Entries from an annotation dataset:
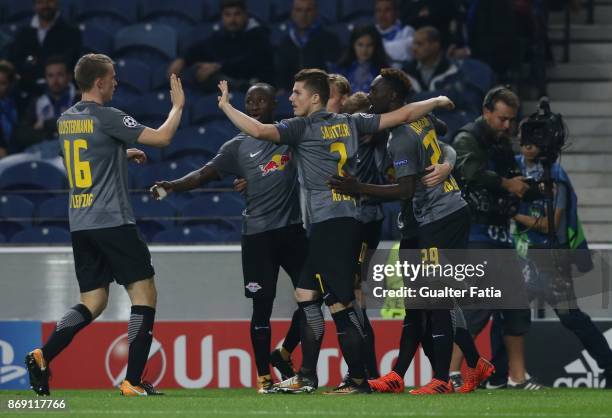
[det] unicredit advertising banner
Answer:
[38,320,488,389]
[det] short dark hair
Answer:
[294,68,329,106]
[482,86,520,112]
[327,74,351,96]
[417,26,442,43]
[380,68,412,101]
[220,0,247,11]
[74,54,114,92]
[342,91,370,113]
[0,60,15,84]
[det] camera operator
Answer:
[451,87,542,390]
[514,138,612,389]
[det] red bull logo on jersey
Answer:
[259,154,291,176]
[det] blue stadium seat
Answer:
[180,192,244,219]
[0,219,24,241]
[457,58,496,97]
[0,0,34,24]
[115,58,151,93]
[153,226,215,244]
[35,195,69,228]
[191,92,244,124]
[326,23,353,48]
[72,0,138,33]
[140,0,206,24]
[178,23,215,54]
[163,126,217,160]
[115,23,178,64]
[79,22,113,55]
[340,0,374,22]
[247,0,272,24]
[0,161,68,190]
[24,139,60,160]
[133,158,202,190]
[11,226,70,244]
[131,193,176,228]
[0,194,34,226]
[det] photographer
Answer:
[451,87,541,390]
[514,138,612,389]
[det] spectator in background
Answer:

■ **What you have to do**
Put the lines of the listing into a Markdown table with the columns Row and Line, omitting blank lines. Begin with the line containing "[det] short dark hair" and continue through the end of the listing, including both of those lines.

■ **Response**
| Row | Line |
|---|---|
| 1 | [det] short dark hair |
| 2 | Answer: |
| 3 | [294,68,329,106] |
| 4 | [482,86,520,112] |
| 5 | [327,74,351,96] |
| 6 | [417,26,442,43] |
| 7 | [380,68,412,101] |
| 8 | [220,0,247,11] |
| 9 | [74,54,114,92] |
| 10 | [342,91,370,113] |
| 11 | [0,60,15,84] |
| 12 | [det] camera operator |
| 13 | Answer: |
| 14 | [451,87,542,390] |
| 15 | [514,138,612,389] |
| 16 | [det] red bull logo on jersey |
| 17 | Answer: |
| 18 | [259,154,291,176] |
| 19 | [det] blue stadium seat |
| 20 | Answer: |
| 21 | [180,192,244,219] |
| 22 | [0,219,24,241] |
| 23 | [457,58,496,97] |
| 24 | [0,0,34,24] |
| 25 | [115,58,151,93] |
| 26 | [153,226,215,244] |
| 27 | [35,195,69,228] |
| 28 | [191,92,244,124] |
| 29 | [326,23,353,48] |
| 30 | [72,0,138,33] |
| 31 | [140,0,206,24] |
| 32 | [178,23,215,54] |
| 33 | [163,126,217,160] |
| 34 | [115,23,178,64] |
| 35 | [79,22,113,55] |
| 36 | [340,0,374,22] |
| 37 | [247,0,272,24] |
| 38 | [0,161,68,190] |
| 39 | [24,139,60,160] |
| 40 | [133,158,202,190] |
| 41 | [11,226,70,244] |
| 42 | [131,193,176,228] |
| 43 | [0,194,34,226] |
| 44 | [det] photographer |
| 45 | Answer: |
| 46 | [451,87,541,390] |
| 47 | [514,138,612,389] |
| 48 | [det] spectator in background |
| 49 | Answer: |